## What needs to be done
Go through the data below and copy each line that includes "instance".

## Material for the task

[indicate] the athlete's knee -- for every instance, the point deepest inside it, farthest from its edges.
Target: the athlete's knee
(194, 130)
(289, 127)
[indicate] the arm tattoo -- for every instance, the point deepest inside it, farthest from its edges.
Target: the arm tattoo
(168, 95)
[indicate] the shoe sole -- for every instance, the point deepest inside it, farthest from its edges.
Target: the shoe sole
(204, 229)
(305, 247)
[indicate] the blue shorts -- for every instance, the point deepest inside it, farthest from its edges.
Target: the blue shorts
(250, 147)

...

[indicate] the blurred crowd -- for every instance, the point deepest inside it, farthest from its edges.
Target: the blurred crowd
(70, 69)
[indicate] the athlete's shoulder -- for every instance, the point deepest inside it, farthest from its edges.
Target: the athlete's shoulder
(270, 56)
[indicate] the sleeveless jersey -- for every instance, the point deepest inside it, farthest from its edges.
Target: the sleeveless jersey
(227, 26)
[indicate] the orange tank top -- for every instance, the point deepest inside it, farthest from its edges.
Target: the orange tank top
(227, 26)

## Answer box
[indicate] the athlete's knee -- for every instance, the point deepest inside it, farthest from its edges.
[indicate] the arm tattoo -- for every instance, the point deepest inside it, farthest from its edges.
[indicate] the shoe sole -- for every instance, the point deepest inside it, farthest from its edges.
[indicate] the blue shorts -- for every instance, the point deepest inside it, farthest from its edges.
[indicate] the blurred crowd -- for every instance, the point deepest inside it, farthest from its edges.
[indicate] the athlete's shoulder -- for every instance, the point deepest inside it, farthest from its edges.
[indicate] the sleeveless jersey -- for every instance, the point deepest inside it, farthest from its edges.
[indicate] the orange tank top -- for every instance, the point deepest inside it, farthest from its edges.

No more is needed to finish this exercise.